◆ Dataset excerpts ◆
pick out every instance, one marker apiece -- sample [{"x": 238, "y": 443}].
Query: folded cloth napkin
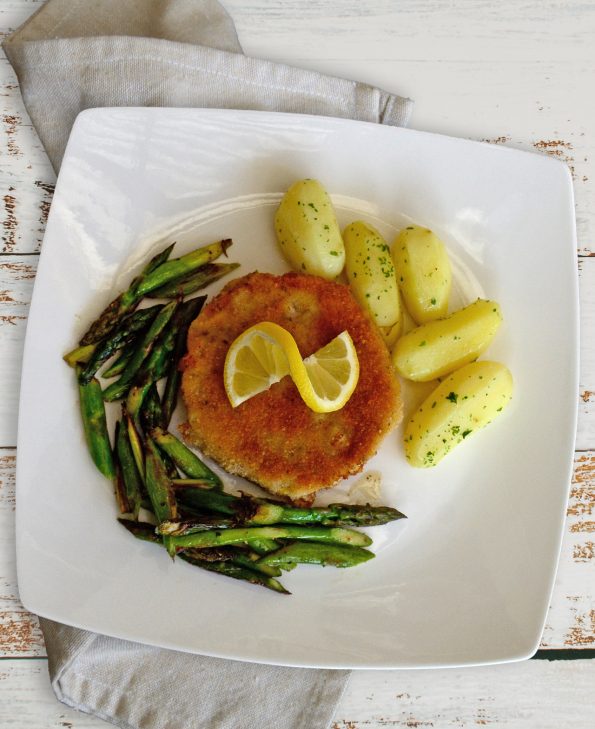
[{"x": 76, "y": 54}]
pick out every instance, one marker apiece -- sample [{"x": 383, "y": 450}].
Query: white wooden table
[{"x": 515, "y": 73}]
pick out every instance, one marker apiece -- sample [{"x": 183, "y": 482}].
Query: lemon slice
[{"x": 266, "y": 352}]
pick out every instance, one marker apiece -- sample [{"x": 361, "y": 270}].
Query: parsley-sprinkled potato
[
  {"x": 462, "y": 404},
  {"x": 308, "y": 232},
  {"x": 371, "y": 273},
  {"x": 423, "y": 273},
  {"x": 439, "y": 347}
]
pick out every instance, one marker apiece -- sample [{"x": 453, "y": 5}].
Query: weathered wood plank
[
  {"x": 532, "y": 694},
  {"x": 529, "y": 695},
  {"x": 19, "y": 630},
  {"x": 570, "y": 622},
  {"x": 17, "y": 275}
]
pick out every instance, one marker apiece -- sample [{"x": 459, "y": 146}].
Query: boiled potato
[
  {"x": 439, "y": 347},
  {"x": 371, "y": 273},
  {"x": 423, "y": 273},
  {"x": 308, "y": 232},
  {"x": 462, "y": 404}
]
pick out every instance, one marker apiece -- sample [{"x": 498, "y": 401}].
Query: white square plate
[{"x": 467, "y": 577}]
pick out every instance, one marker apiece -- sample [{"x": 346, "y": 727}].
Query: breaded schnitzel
[{"x": 274, "y": 439}]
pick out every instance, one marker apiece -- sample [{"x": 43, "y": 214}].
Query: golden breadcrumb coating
[{"x": 274, "y": 439}]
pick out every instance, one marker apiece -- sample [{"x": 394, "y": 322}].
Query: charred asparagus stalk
[
  {"x": 187, "y": 312},
  {"x": 223, "y": 561},
  {"x": 254, "y": 511},
  {"x": 151, "y": 412},
  {"x": 221, "y": 537},
  {"x": 238, "y": 573},
  {"x": 199, "y": 495},
  {"x": 124, "y": 334},
  {"x": 79, "y": 355},
  {"x": 158, "y": 484},
  {"x": 310, "y": 553},
  {"x": 131, "y": 478},
  {"x": 95, "y": 426},
  {"x": 181, "y": 267},
  {"x": 203, "y": 277},
  {"x": 119, "y": 388},
  {"x": 126, "y": 302},
  {"x": 121, "y": 361},
  {"x": 121, "y": 497},
  {"x": 136, "y": 443},
  {"x": 185, "y": 459}
]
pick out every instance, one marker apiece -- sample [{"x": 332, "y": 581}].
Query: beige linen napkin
[{"x": 76, "y": 54}]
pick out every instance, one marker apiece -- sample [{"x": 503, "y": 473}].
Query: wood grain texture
[{"x": 17, "y": 276}]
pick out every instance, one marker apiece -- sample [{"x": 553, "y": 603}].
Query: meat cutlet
[{"x": 274, "y": 439}]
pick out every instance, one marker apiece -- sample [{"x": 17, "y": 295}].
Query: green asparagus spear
[
  {"x": 124, "y": 334},
  {"x": 159, "y": 485},
  {"x": 203, "y": 277},
  {"x": 119, "y": 388},
  {"x": 216, "y": 538},
  {"x": 269, "y": 512},
  {"x": 239, "y": 573},
  {"x": 237, "y": 555},
  {"x": 121, "y": 497},
  {"x": 337, "y": 555},
  {"x": 80, "y": 355},
  {"x": 151, "y": 413},
  {"x": 95, "y": 426},
  {"x": 253, "y": 511},
  {"x": 263, "y": 546},
  {"x": 184, "y": 458},
  {"x": 141, "y": 530},
  {"x": 215, "y": 560},
  {"x": 181, "y": 267},
  {"x": 198, "y": 499},
  {"x": 132, "y": 481},
  {"x": 124, "y": 303},
  {"x": 136, "y": 443},
  {"x": 119, "y": 365},
  {"x": 187, "y": 313}
]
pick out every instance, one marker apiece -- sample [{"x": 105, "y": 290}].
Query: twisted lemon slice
[{"x": 266, "y": 352}]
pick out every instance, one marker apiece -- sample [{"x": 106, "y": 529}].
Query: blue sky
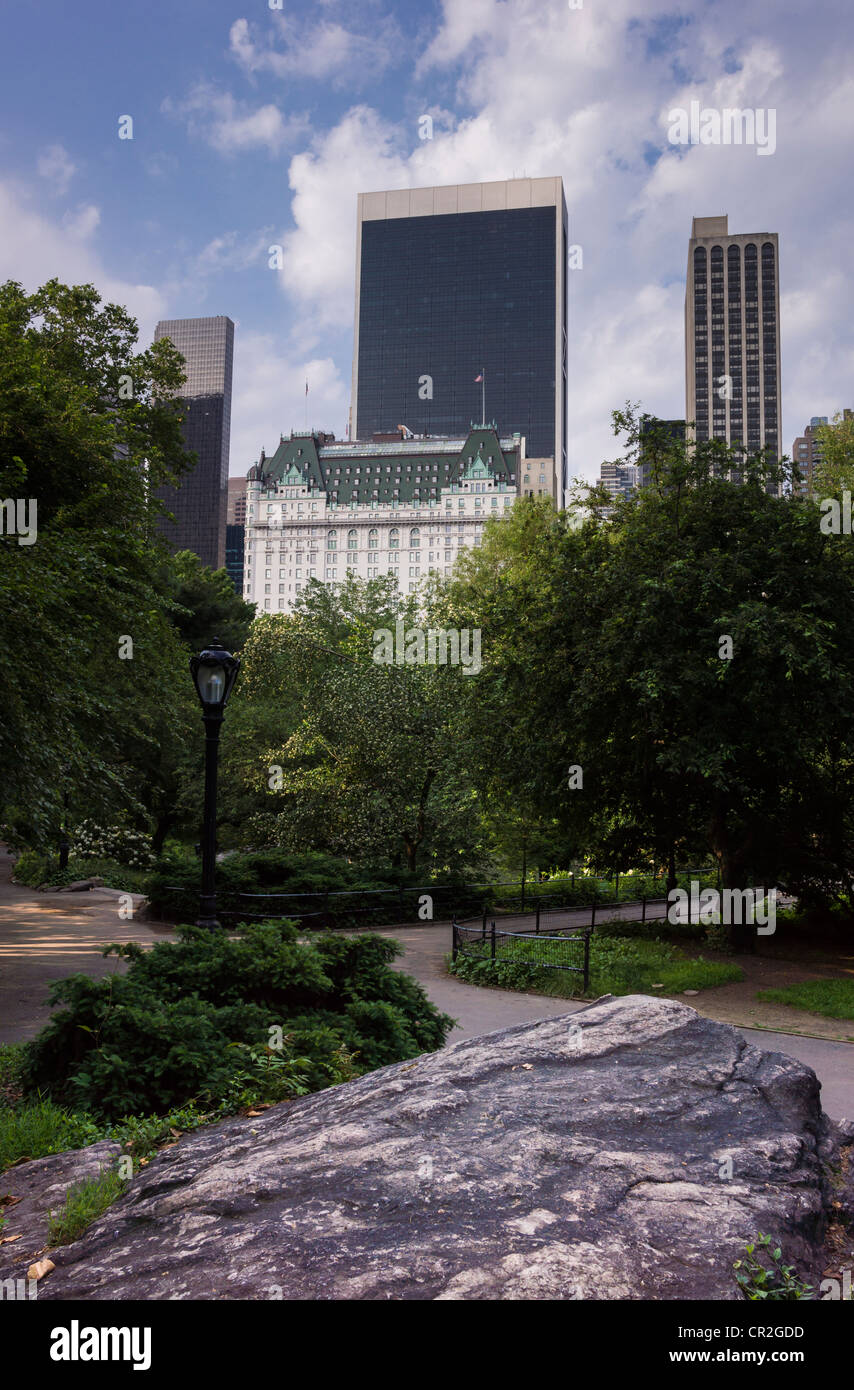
[{"x": 258, "y": 127}]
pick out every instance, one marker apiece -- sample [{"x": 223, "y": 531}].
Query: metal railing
[{"x": 547, "y": 951}]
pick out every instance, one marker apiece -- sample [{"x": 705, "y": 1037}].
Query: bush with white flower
[{"x": 120, "y": 843}]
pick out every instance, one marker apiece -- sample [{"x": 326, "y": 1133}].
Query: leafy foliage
[
  {"x": 187, "y": 1019},
  {"x": 768, "y": 1282}
]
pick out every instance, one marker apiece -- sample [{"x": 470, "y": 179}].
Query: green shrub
[
  {"x": 315, "y": 883},
  {"x": 769, "y": 1280},
  {"x": 34, "y": 870},
  {"x": 188, "y": 1018},
  {"x": 118, "y": 843},
  {"x": 41, "y": 1127},
  {"x": 84, "y": 1203},
  {"x": 616, "y": 966}
]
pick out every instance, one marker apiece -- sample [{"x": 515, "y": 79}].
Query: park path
[
  {"x": 45, "y": 936},
  {"x": 486, "y": 1011}
]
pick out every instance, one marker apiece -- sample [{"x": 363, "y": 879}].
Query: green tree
[
  {"x": 91, "y": 670},
  {"x": 205, "y": 603}
]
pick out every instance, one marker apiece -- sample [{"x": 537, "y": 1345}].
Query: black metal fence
[
  {"x": 555, "y": 950},
  {"x": 351, "y": 908}
]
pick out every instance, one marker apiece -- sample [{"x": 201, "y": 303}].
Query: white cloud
[
  {"x": 56, "y": 166},
  {"x": 270, "y": 396},
  {"x": 317, "y": 52},
  {"x": 34, "y": 249},
  {"x": 82, "y": 223},
  {"x": 231, "y": 127}
]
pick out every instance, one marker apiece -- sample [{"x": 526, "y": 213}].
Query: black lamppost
[{"x": 214, "y": 672}]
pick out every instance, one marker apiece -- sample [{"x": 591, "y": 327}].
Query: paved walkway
[
  {"x": 484, "y": 1011},
  {"x": 47, "y": 936}
]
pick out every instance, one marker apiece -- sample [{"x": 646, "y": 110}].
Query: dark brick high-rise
[{"x": 199, "y": 505}]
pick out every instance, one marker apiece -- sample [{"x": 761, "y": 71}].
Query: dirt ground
[{"x": 790, "y": 958}]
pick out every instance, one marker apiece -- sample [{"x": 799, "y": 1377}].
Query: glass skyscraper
[
  {"x": 199, "y": 505},
  {"x": 454, "y": 284}
]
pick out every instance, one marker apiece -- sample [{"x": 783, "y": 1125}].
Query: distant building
[
  {"x": 452, "y": 285},
  {"x": 235, "y": 531},
  {"x": 733, "y": 335},
  {"x": 237, "y": 501},
  {"x": 405, "y": 506},
  {"x": 655, "y": 435},
  {"x": 621, "y": 478},
  {"x": 807, "y": 452},
  {"x": 199, "y": 503}
]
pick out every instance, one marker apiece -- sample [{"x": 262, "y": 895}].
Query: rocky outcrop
[
  {"x": 29, "y": 1191},
  {"x": 626, "y": 1151}
]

◆ Exercise goal ◆
Please reproduce the data above word for word, skipping all images.

◆ Output for this task ◆
pick out every instance, one marker apiece -- sample [{"x": 238, "y": 443}].
Query: folded cloth napkin
[{"x": 76, "y": 54}]
pick out every instance, one marker apiece -- sample [{"x": 383, "y": 450}].
Query: white wooden table
[{"x": 515, "y": 73}]
pick out every instance, one marker apiece -- sample [{"x": 183, "y": 482}].
Query: lemon slice
[{"x": 266, "y": 352}]
pick out every instance, one marker apiece -- sample [{"x": 361, "y": 270}].
Query: parsley-sprinkled potato
[
  {"x": 462, "y": 404},
  {"x": 308, "y": 232},
  {"x": 371, "y": 273},
  {"x": 423, "y": 273},
  {"x": 439, "y": 347}
]
pick out every instance, one marker apiece -- sample [{"x": 453, "y": 5}].
Query: weathered wood plank
[
  {"x": 532, "y": 694},
  {"x": 529, "y": 695},
  {"x": 19, "y": 630},
  {"x": 570, "y": 622},
  {"x": 17, "y": 275}
]
pick out every instance, one marker apiece -- sample [{"x": 459, "y": 146}].
Query: boiled potato
[
  {"x": 439, "y": 347},
  {"x": 371, "y": 273},
  {"x": 423, "y": 273},
  {"x": 308, "y": 232},
  {"x": 462, "y": 404}
]
pick out every instance, one marker apiece -- sample [{"x": 498, "y": 401}].
Query: white square plate
[{"x": 467, "y": 577}]
pick out every instance, one marker apiece -- sample [{"x": 346, "y": 727}].
Query: breaded schnitzel
[{"x": 274, "y": 439}]
pick out every instance, one marker apiece -- sample [{"x": 43, "y": 214}].
Query: golden breadcrumb coating
[{"x": 274, "y": 439}]
pick out every instance, one marker apiece -- sample [{"x": 394, "y": 322}].
Query: charred asparagus stalk
[
  {"x": 187, "y": 312},
  {"x": 223, "y": 561},
  {"x": 254, "y": 511},
  {"x": 151, "y": 412},
  {"x": 221, "y": 537},
  {"x": 238, "y": 573},
  {"x": 199, "y": 495},
  {"x": 124, "y": 334},
  {"x": 79, "y": 355},
  {"x": 158, "y": 484},
  {"x": 310, "y": 553},
  {"x": 131, "y": 478},
  {"x": 95, "y": 426},
  {"x": 181, "y": 267},
  {"x": 203, "y": 277},
  {"x": 119, "y": 388},
  {"x": 126, "y": 302},
  {"x": 121, "y": 361},
  {"x": 121, "y": 497},
  {"x": 136, "y": 443},
  {"x": 185, "y": 459}
]
pick out every instance, one marker apiece -- sample [{"x": 332, "y": 581}].
Query: beige linen napkin
[{"x": 76, "y": 54}]
pick out every instance, one marker apiece -- sample [{"x": 503, "y": 473}].
Query: wood grain texture
[{"x": 17, "y": 276}]
pick out every instance, one marker apiece -- sample [{"x": 553, "y": 603}].
Query: meat cutlet
[{"x": 274, "y": 439}]
pick out every instance, one marker apiece -- sample [{"x": 17, "y": 295}].
Query: green asparagus spear
[
  {"x": 124, "y": 334},
  {"x": 159, "y": 485},
  {"x": 203, "y": 277},
  {"x": 119, "y": 388},
  {"x": 216, "y": 538},
  {"x": 269, "y": 512},
  {"x": 239, "y": 573},
  {"x": 237, "y": 555},
  {"x": 121, "y": 497},
  {"x": 337, "y": 555},
  {"x": 80, "y": 355},
  {"x": 151, "y": 413},
  {"x": 95, "y": 426},
  {"x": 253, "y": 511},
  {"x": 263, "y": 546},
  {"x": 184, "y": 458},
  {"x": 141, "y": 530},
  {"x": 215, "y": 560},
  {"x": 181, "y": 267},
  {"x": 198, "y": 499},
  {"x": 132, "y": 481},
  {"x": 124, "y": 303},
  {"x": 136, "y": 443},
  {"x": 119, "y": 365},
  {"x": 187, "y": 313}
]
pick out every instance, one marker apiece -- sample [{"x": 105, "y": 290}].
Query: twisted lemon slice
[{"x": 266, "y": 352}]
pick out every instance, one marker apiece -- sample [{"x": 106, "y": 529}].
Query: blue sky
[{"x": 258, "y": 127}]
pick out every instance, one marker apiece -- sample [{"x": 223, "y": 531}].
Query: metal railing
[{"x": 547, "y": 951}]
pick out every instance, one marker apiece -- sample [{"x": 705, "y": 1037}].
Query: bush with white flower
[{"x": 120, "y": 843}]
pick out every instance, one marker apiece -- sample [{"x": 326, "y": 1133}].
Query: leafy foliage
[
  {"x": 187, "y": 1019},
  {"x": 768, "y": 1282}
]
pick out every instance, one marker apiece -- sample [{"x": 470, "y": 179}].
Query: green shrub
[
  {"x": 315, "y": 883},
  {"x": 769, "y": 1280},
  {"x": 34, "y": 870},
  {"x": 188, "y": 1018},
  {"x": 118, "y": 843},
  {"x": 41, "y": 1127},
  {"x": 84, "y": 1203},
  {"x": 616, "y": 966}
]
pick out every instance, one marker apiece -- sample [{"x": 515, "y": 79}].
Query: park path
[
  {"x": 45, "y": 936},
  {"x": 486, "y": 1011}
]
pick out every instance, one marker apiece -- sample [{"x": 363, "y": 879}].
Query: green tree
[
  {"x": 91, "y": 670},
  {"x": 205, "y": 603}
]
pick out every instance, one marker apiece -- sample [{"x": 537, "y": 1345}].
Query: black metal fence
[
  {"x": 555, "y": 950},
  {"x": 351, "y": 908}
]
pick out every instance, one marker apiece -- sample [{"x": 201, "y": 303}].
Query: white cloud
[
  {"x": 56, "y": 166},
  {"x": 270, "y": 396},
  {"x": 317, "y": 52},
  {"x": 34, "y": 249},
  {"x": 82, "y": 223},
  {"x": 231, "y": 127}
]
pick out every instance, one marker apiece -- sample [{"x": 526, "y": 213}].
Query: black lamppost
[{"x": 214, "y": 672}]
pick out every instance, one marker apiece -- sample [{"x": 591, "y": 327}].
Query: paved walkway
[
  {"x": 484, "y": 1011},
  {"x": 47, "y": 936}
]
pick out every instance, one marker apiece -- sample [{"x": 646, "y": 110}].
Query: dark brick high-rise
[{"x": 199, "y": 505}]
pick out every instance, one marker apiece -- sample [{"x": 761, "y": 71}].
Query: dirt ground
[{"x": 790, "y": 958}]
pick out every instance, one marker apiece -- sample [{"x": 799, "y": 1377}].
Query: glass skyscraper
[
  {"x": 199, "y": 505},
  {"x": 454, "y": 284}
]
pick out every instance, one marker apiece -- sample [{"x": 783, "y": 1125}].
Query: distant building
[
  {"x": 452, "y": 285},
  {"x": 235, "y": 531},
  {"x": 733, "y": 335},
  {"x": 237, "y": 501},
  {"x": 405, "y": 506},
  {"x": 655, "y": 435},
  {"x": 621, "y": 478},
  {"x": 807, "y": 452},
  {"x": 199, "y": 503}
]
pick out every instance, one marker apiece -- sample [{"x": 262, "y": 895}].
Query: rocky outcrop
[
  {"x": 29, "y": 1191},
  {"x": 626, "y": 1151}
]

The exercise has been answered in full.